Required action:
How many lines in the rows below contain the string "clicks"? Reply with the number alone.

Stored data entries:
------

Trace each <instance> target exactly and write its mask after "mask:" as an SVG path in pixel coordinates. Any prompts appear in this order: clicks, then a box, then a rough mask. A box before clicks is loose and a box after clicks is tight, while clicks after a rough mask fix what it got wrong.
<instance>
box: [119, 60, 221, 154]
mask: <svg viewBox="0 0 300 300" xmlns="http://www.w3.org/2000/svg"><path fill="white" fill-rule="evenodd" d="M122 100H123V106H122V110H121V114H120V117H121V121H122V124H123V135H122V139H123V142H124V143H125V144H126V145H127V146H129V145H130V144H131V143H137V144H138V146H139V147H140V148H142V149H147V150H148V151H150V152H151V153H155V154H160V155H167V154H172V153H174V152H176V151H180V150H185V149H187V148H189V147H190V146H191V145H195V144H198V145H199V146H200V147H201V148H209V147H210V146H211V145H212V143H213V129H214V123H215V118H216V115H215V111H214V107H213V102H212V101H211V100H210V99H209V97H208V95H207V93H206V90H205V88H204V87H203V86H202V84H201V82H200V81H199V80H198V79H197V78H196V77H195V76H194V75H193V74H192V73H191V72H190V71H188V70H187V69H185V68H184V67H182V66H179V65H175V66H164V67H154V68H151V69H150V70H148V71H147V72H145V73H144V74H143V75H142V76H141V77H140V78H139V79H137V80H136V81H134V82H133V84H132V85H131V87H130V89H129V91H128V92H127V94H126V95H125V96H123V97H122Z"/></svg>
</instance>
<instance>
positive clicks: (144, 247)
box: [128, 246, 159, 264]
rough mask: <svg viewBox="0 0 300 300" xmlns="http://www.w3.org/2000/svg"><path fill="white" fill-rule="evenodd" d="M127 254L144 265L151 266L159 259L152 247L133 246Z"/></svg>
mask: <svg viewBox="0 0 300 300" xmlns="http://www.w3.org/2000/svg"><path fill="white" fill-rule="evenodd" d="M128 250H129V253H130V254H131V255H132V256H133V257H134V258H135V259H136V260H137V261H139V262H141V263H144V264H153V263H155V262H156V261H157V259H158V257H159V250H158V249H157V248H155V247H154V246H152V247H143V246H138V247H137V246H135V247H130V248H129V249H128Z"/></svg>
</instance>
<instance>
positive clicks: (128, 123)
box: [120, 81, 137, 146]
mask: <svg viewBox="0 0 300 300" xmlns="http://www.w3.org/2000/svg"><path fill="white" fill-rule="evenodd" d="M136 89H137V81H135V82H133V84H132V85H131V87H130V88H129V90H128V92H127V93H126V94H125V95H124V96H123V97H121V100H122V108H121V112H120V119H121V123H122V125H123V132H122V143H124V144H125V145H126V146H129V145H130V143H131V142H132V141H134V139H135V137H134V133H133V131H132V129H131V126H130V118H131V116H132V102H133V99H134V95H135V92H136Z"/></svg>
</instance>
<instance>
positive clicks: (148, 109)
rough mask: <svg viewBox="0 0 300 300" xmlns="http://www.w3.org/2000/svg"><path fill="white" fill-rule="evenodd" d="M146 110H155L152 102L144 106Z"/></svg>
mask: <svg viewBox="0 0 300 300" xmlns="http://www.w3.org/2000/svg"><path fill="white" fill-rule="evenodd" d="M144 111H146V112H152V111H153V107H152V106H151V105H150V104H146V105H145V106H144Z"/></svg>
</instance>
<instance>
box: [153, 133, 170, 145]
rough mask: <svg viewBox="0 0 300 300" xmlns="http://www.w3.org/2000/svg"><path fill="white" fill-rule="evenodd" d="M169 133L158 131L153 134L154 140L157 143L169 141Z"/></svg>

------

Task output:
4